**Given text:**
☆ ☆ ☆ ☆ ☆

There are things we can all do to protect ourselves and the people around us from getting or spreading COVID-19.
Why – Staying home keeps illness from spreading to others. Rest also helps you get better.
How – Cancel your plans and stay home from work. Let your friends, family or neighbors know you are not feeling well. Ask if they are willing to drop off food, prescription or other things you need while you recover.
When – Do this any time you have symptoms of COVID-19 or other illnesses.
Why – Washing your hands or using hand sanitizer rinses off or kills any germs you may have on them. This lowers your risk of getting infected with a virus if you touch your face, nose or eyes. If you are sick (even if you don’t know yet), washing your hands lowers the risk of spreading your germs to others when touching shared surfaces, such as doorknobs.
How – Wash with soap and water for at least 20 seconds. If soap and water are not available, use an alcohol-based hand sanitizer with at least 60% alcohol.
When – Any time, but it is especially important after going to the bathroom, before eating, and after blowing your nose, coughing, or sneezing. Also wash your hands any times they are visibly dirty.
TIP Keep hand sanitizer in your car, bag or attach a travel-sized, clip-on sanitizer to your key chain so you always have it with you.
Why – Vermont continues to see the spread of COVID-19. We must all do our part to slow the spread, ensure hospitals are not overwhelmed, help schools continue to offer in-person instruction, and keep as many Vermonters working as possible. As of November 14, 2020, you are not allowed to gather with people you don’t live with. Read the Governor's Executive Order. Read more about gatherings.

☆ ☆ ☆ ☆ ☆

**Extracted information:**

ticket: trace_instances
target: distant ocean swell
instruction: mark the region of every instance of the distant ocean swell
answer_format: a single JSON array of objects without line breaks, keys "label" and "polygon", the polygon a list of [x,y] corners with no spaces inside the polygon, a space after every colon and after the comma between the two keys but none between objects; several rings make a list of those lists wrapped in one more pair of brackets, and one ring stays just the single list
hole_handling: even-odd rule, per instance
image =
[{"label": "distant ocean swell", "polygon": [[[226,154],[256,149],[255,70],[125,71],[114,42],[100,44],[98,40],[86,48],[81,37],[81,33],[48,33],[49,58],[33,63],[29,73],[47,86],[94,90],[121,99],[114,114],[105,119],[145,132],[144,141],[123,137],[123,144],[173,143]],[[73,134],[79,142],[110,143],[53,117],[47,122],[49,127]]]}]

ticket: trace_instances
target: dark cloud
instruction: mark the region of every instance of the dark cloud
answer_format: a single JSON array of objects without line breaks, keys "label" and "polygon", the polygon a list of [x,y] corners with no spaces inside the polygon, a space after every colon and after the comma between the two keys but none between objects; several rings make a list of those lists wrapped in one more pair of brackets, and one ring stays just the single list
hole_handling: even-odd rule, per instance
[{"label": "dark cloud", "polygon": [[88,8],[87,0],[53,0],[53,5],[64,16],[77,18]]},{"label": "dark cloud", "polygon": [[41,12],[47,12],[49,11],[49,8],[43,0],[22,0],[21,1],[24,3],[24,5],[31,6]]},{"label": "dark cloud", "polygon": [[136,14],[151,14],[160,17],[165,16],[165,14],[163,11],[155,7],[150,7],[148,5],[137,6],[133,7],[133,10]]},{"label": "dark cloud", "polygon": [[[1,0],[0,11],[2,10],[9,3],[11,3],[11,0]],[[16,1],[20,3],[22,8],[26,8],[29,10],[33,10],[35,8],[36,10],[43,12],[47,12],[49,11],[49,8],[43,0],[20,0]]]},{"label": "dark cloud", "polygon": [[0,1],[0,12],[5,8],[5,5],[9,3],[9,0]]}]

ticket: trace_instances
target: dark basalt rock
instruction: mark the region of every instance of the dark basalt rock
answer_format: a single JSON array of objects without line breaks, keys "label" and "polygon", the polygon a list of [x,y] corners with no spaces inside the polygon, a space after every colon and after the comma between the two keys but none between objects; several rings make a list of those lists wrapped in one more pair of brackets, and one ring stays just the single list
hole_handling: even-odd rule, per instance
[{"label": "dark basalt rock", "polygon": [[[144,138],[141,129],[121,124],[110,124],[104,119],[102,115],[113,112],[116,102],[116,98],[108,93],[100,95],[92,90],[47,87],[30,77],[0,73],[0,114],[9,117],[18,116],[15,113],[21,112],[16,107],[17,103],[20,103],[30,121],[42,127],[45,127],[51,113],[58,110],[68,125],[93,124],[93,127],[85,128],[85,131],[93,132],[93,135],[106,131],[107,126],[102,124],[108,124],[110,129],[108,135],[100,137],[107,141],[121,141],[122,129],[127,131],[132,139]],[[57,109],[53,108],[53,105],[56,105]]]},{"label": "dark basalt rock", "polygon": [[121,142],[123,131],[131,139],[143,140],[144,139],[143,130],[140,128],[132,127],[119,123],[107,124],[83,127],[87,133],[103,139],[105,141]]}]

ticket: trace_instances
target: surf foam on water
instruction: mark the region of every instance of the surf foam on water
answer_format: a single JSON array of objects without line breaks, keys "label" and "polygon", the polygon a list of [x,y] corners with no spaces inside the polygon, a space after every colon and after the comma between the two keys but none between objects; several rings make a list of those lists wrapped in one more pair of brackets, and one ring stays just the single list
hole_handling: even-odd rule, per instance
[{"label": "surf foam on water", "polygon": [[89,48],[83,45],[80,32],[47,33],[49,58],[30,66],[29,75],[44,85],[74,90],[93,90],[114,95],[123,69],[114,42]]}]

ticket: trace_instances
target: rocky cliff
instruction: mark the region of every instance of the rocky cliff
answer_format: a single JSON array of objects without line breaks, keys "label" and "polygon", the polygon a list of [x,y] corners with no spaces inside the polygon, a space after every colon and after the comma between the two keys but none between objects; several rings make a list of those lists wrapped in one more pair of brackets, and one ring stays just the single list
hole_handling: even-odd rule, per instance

☆ ☆ ☆ ☆ ☆

In the text on COVID-19 prevention, turn the paragraph that starts "Why – Washing your hands" into a short bulleted list that keeps its main facts.

**Response area:**
- Washing your hands or using hand sanitizer rinses off or kills germs on them.
- This lowers your risk of getting infected with a virus if you touch your face, nose or eyes.
- If you are sick, even if you don't know it yet, clean hands lower the risk of spreading germs to others through shared surfaces such as doorknobs.